Исходный текст:

Вскоре на командные пункты полков, оттуда - в батальоны, роты и взводы, в батареи пошло сообщение: началось наступление войск правого крыла Степного фронта и одновременно на Белгород наступают войска Воронежского фронта. Часа через три-четыре - новое известие: оборона гитлеровцев под Белгородом прорвана, на участках прорыва в бой введены наши танковые армии, наступление развивается успешно!
На плацдарме шел бой, времени для ликования не было, но сознание, что враг получил сокрушительный удар, что снова разгромлен и разгром совершен с твоим участием, придавало каждому бойцу новые силы.
* * *
В тот день все фашистские атаки захлебывались на подступах к переднему краю дивизии и прекратились задолго до темноты.
Глава двадцать четвертая. 72-я гвардейская Красноградская...
Рядовые участники великих событий видят, увы, не общую их панораму, а лишь отдельные эпизоды: я уже говорила об этом.
Утром 5 августа, около шести часов, оборвалась канонада в стороне Белгорода. Спустя некоторое время с берега примчалась Таня:
- Разведчиков Михайловского видела! Белгород взят!
Из торопливого рассказа я уловила главное: командование ожидает, что противник начнет повсеместный отвод войск, поэтому приказано усилить наблюдение и не позволить врагу организованно отойти на новые рубежи.
Солнце поднималось выше и выше, а фашистская авиация не появлялась. За утро гитлеровцы предприняли одну атаку, отбитую с большими для них потерями. Среди бела дня потянулись к переправам пополнения в стрелковые полки...

Извлечённые записи:
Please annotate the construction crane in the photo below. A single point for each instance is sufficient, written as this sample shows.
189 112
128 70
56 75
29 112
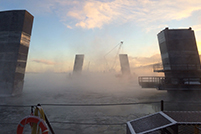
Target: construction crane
119 45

Примените прочитанное:
#1 Когда, согласно тексту о боях под Белгородом, оборвалась канонада в стороне Белгорода?
#2 Продолжите текст о боях под Белгородом, начав сразу после его последнего предложения.
Листинг для выполнения заданий не требуется.

Письменные ответы:
#1 Утром 5 августа, около шести часов.

#2
Под вечер враг начал мощную артподготовку. Почти полтора часа бушевал огонь артиллерии и минометов. Наши окопы, переправы, левобережную пойму снова окутало дымом и пылью. Но в тишину, распахнувшуюся после артналета, не врезались ни треск "шмайссеров", ни выстрелы вражеских танков и самоходок: враг в атаку не пошел.
Зато спустя каких-нибудь полчаса по всему переднему краю покатилось дружное "ура!": получив донесение разведчиков, что враг отходит, командиры полков подняли батальоны в атаку.
Оставаясь на медпункте, мы слышали, что изредка, то на правом, то на левом флангах, вспыхивают перестрелки, что фашистские минометы нет-нет да и огрызаются. Но минометный огонь противника прекращался очень быстро, а звуки автоматных очередей и пулеметной стрельбы отдалялись. И еще не совсем стемнело, когда начали переправляться на правый берег Северского Донца наши гаубичные батареи, танки, медицинские пункты стрелковых полков, тылы...
Переправился и пункт артполка. Кязумов передал приказ о ликвидации передового медпункта дивизии.
- Вот и обошлось, - улыбался Кязумов. - А то ведь вас уже два раза хоронили! Первый раз сказали - прямое попадание бомбы, второй - что автоматчики просочились... А новость слышали?
- Какую?
- Всех, кто сражался на плацдарме, представить к орденам.
Мимо нас шагали в темноте люди. Где-то поблизости ревел, втаскивая на гору гаубицу, мощный тягач. Скрипели колёса повозок. Осветительные ракеты и желто-красные пунктиры трассирующих пуль всплывали далеко за меловыми холмами. Даже не верилось, что на здешней земле может быть так спокойно и тихо!
* * *
...А в это самое время за сотни километров от Северского Донца, в Москве, гулко ухали орудия, и расцвечивали летнее небо фейерверки первого за Отечественную войну салюта в честь доблестных советских войск: столица, Родина салютовали освободителям Орла и Белгорода.
За восемь суток - с 5 по 13 августа - дивизия, сбивая заслоны врага, срывая попытки фашистов контратаковать, прошла от Северского Донца до предместий Харькова. Двигались мы быстро и потери несли минимальные. Но среди раненых и убитых оказались хорошо знакомые люди. И легла на сердце новая тяжесть.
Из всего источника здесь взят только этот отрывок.